WRITTEN INSTRUCTION: Rewrite every entry below, changing "thickest part" to "widest part" and leaving everything else as it is. Leave out the pictures.

** START **

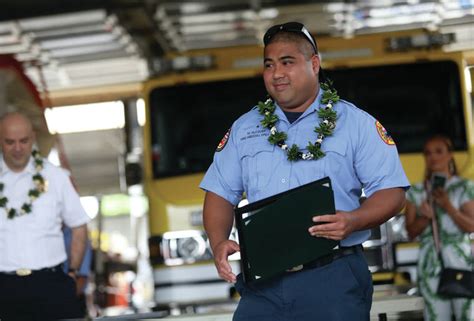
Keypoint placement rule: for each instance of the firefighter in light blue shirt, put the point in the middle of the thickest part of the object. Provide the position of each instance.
(304, 133)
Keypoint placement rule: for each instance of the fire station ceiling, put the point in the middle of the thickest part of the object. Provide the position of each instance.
(71, 44)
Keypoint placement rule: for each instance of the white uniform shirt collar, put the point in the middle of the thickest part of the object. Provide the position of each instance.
(30, 168)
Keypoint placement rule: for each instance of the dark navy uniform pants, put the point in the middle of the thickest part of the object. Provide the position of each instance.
(339, 291)
(41, 296)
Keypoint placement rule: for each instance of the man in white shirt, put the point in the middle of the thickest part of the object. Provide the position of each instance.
(36, 198)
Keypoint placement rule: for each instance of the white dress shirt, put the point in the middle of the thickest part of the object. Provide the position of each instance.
(35, 240)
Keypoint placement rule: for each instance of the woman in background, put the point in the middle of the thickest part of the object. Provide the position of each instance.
(453, 206)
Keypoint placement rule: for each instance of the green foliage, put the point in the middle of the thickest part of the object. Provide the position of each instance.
(328, 118)
(315, 150)
(324, 129)
(293, 153)
(269, 120)
(277, 137)
(328, 114)
(26, 208)
(11, 213)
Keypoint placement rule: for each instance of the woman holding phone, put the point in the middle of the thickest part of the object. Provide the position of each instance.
(451, 198)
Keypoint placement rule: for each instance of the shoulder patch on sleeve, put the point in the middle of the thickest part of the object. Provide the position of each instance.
(384, 134)
(223, 141)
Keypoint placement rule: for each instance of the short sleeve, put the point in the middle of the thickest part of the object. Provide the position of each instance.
(72, 211)
(224, 176)
(376, 161)
(468, 193)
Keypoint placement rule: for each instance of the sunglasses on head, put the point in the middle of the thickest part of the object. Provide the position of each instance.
(295, 27)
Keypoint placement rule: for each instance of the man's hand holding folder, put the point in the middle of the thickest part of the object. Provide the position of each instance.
(274, 232)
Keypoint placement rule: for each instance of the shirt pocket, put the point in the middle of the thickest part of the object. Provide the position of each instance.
(44, 210)
(257, 166)
(336, 159)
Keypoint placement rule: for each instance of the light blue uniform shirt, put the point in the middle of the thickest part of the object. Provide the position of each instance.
(358, 156)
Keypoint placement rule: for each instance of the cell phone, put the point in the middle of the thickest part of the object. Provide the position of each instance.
(438, 180)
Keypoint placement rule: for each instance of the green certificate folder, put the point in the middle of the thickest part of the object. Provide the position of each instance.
(273, 232)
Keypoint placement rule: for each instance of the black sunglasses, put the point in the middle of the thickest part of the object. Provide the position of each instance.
(295, 27)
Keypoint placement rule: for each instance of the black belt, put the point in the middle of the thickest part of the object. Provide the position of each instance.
(26, 272)
(327, 259)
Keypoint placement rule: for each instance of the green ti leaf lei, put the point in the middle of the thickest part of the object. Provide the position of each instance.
(40, 187)
(326, 114)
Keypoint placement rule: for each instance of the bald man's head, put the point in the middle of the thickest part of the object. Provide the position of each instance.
(16, 140)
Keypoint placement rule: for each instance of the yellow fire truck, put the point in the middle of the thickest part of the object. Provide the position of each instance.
(414, 82)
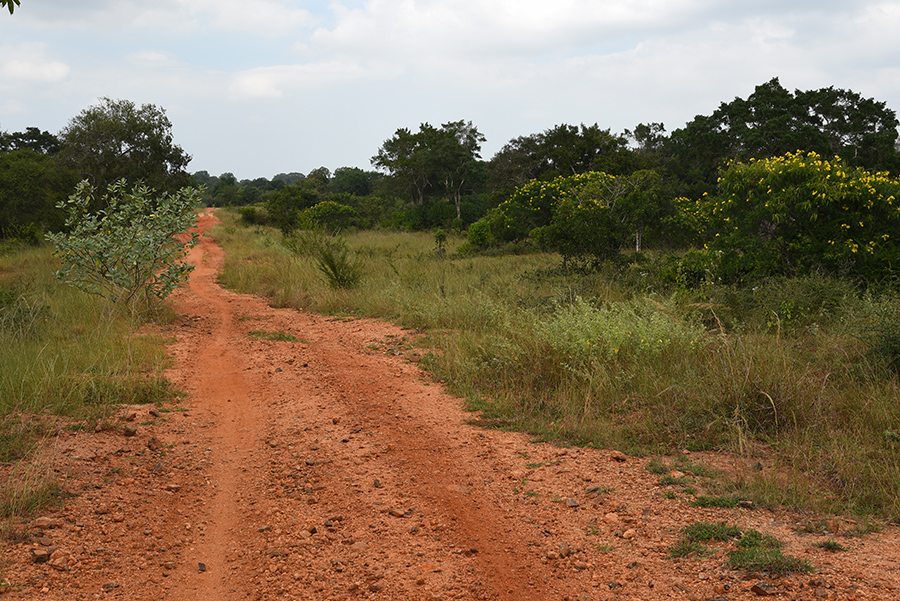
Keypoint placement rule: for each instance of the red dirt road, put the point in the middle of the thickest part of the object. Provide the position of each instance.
(331, 467)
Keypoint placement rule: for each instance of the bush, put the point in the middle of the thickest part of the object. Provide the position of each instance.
(479, 235)
(798, 213)
(130, 248)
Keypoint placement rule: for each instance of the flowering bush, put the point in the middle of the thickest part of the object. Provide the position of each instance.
(799, 212)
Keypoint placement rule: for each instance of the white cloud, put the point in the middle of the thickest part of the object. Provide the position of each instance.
(28, 63)
(279, 81)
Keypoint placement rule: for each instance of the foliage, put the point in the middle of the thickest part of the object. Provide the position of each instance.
(116, 139)
(584, 217)
(562, 150)
(342, 268)
(330, 215)
(443, 160)
(773, 121)
(797, 213)
(31, 185)
(130, 248)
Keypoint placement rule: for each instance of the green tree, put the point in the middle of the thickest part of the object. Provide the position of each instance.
(773, 121)
(116, 139)
(132, 249)
(352, 180)
(32, 138)
(31, 185)
(798, 213)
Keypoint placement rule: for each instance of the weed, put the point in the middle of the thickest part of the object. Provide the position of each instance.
(274, 336)
(724, 502)
(705, 532)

** END **

SOLUTION TO THIS EXERCISE:
Keypoint placement rule: for each instance of the firefighter in light blue shirt, put the point in the middle of the widest part of the object. Provide the position of each instance.
(304, 133)
Keypoint placement rule: for each instance of the fire station ceiling, put the point in the middle of the widest part of the object. Provide the position of each instance.
(71, 44)
Keypoint placement rule: for each instance of the white uniform shirt collar, put the point in the middle of the widest part of the object. Provide the position of each instance.
(30, 168)
Keypoint placement rule: for each instance of the dark navy uniform pants, put the point in the middle of the widest part of the object. Provide the position of each instance.
(339, 291)
(41, 296)
Keypoint placement rule: for each instance of the man in white shirt, put the point in the middle of the widest part of the object. Provide the position of each instance.
(36, 198)
Keypoint placement rule: for each instance of the white dress shirt, put the point in the middle of the widest part of the object. Provide the position of each instance.
(35, 240)
Keypoint placement rule: for each instance of the woman in background, put the point in the middle of the widest part of the object. Provide the position of each instance.
(453, 206)
Keypoint placement rule: for each instance of the green foliage, put the point in the middle of the widest part of the object. Provide the position of each instance.
(328, 118)
(315, 150)
(324, 129)
(293, 153)
(269, 120)
(277, 137)
(328, 114)
(26, 208)
(11, 213)
Keypoint placement rule: for each instance of the woman holding phone, put the point in the middle of the widest part of the object. Provide the position of each instance.
(451, 198)
Keypoint placement rule: for each instance of the shoulder patch on sleeve, put the point in the middle of the widest part of the object. Provide the position of each instance.
(384, 134)
(223, 141)
Keypoint placement rule: for each instance of the short sleeve, put the point in the middle of the widest part of the object. Provide the position of each instance.
(72, 211)
(224, 176)
(376, 161)
(468, 193)
Keypoint placement rule: for each instance of the sunglasses on head, put the point in the middle of the widest part of the object. Provide the position of each instance.
(295, 27)
Keypoint placement rule: for each instance of the man's hand holding folder, put the point in the middle of the widest part of the object. Provide the position of each instance.
(274, 232)
Keypoint placement rule: for each instance of the shirt pocket, put the point in the middle of the widest part of the object. Provide the position of each instance.
(44, 210)
(257, 166)
(336, 159)
Keypoint placement rule: for each instance of the light blue uniform shirt, put the point in the middle of the widest part of the object. Provide the position of each instance.
(358, 156)
Keypoint placement rule: for each instance of the cell phone, put the point in the middle of the widest part of the object. Provide the position of each instance.
(438, 180)
Keypoint placement rule: for each instance of the green certificate folder, put the point in the middle of the widest part of the object. Provide the position of each instance.
(273, 232)
Keypoint placement rule: for each instance of the black sunglasses, put the point in the middle of the widest part of the object. Provide the position of each instance.
(295, 27)
Keypoint placement rule: for each instance of the black belt, put the point in the middle of the widest part of the object. Provide the position of each instance.
(26, 272)
(327, 259)
Keypoint placement rule: for each instance of the green ti leaf lei, put the point in the middle of the widest part of the object. Provide the position of each instance.
(40, 187)
(326, 114)
Keypoint placement rule: for each instance of the bald man's head, put the point in the middle of the widest part of the object. Provide the position of each instance.
(16, 140)
Keypoint placement rule: for each instance of the yellow fire truck, put the point in the middle of the widest part of the object. Provide the position of each instance.
(414, 82)
Keypoint placement rule: for each instance of the red dirt road, put the point in the middle of the widest part of the object. Provide the position of each instance.
(331, 467)
Keypoint placement rule: for each instance of the bush, put the point in the middle of the widest part of the object. Provide the position of each instance.
(479, 235)
(798, 213)
(130, 248)
Keypoint placement rule: for each instance of the flowering bush, put the point in the middle of the widest part of the object. Provide the position of each instance.
(799, 212)
Keypoint placement rule: for each instance of the white cloud, put the point in the middle of the widest part of the object. Provide the position of each instance.
(28, 63)
(279, 81)
Keypoint placement rule: for each instance of the foliage, put the point in the middle of the widest part of the object. Provide the position of each instance.
(116, 139)
(584, 217)
(562, 150)
(342, 268)
(330, 215)
(443, 160)
(773, 121)
(797, 213)
(31, 185)
(130, 248)
Keypoint placement rule: for each instance of the green tree, put the point in the middle of the widest part of the object. Provide the position of each instance.
(773, 121)
(116, 139)
(132, 249)
(352, 180)
(32, 138)
(31, 185)
(798, 213)
Keypoint placement rule: for each instance of the weed, put the point in the middle of the widest part of the object. Provide the position of each instance.
(274, 336)
(724, 502)
(705, 532)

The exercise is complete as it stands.